## What this task involves
Look through the entries below and count the lines that contain "every". Reply with that number only.

## Input for this task
<<<<

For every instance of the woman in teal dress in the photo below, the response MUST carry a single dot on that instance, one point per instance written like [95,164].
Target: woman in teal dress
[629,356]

>>>>
<<<<

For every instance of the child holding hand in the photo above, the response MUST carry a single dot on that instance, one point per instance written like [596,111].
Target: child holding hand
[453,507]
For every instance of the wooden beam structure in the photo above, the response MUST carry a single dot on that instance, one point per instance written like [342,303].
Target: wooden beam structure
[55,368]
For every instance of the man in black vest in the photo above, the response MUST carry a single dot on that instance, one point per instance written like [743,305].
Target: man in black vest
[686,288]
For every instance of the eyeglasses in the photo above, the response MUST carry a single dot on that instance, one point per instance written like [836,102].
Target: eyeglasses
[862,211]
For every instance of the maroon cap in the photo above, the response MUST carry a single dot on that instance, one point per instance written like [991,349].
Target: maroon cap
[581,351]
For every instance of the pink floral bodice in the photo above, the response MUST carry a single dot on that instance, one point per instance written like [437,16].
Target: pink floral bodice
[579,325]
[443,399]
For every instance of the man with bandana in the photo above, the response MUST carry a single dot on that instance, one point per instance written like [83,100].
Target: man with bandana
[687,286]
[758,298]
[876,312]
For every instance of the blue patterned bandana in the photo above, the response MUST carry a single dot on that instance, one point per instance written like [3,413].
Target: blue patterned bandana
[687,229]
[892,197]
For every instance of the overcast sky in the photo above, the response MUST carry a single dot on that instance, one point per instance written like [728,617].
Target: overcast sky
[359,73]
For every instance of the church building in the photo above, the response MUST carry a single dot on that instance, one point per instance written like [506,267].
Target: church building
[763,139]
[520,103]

>>>>

## Task output
11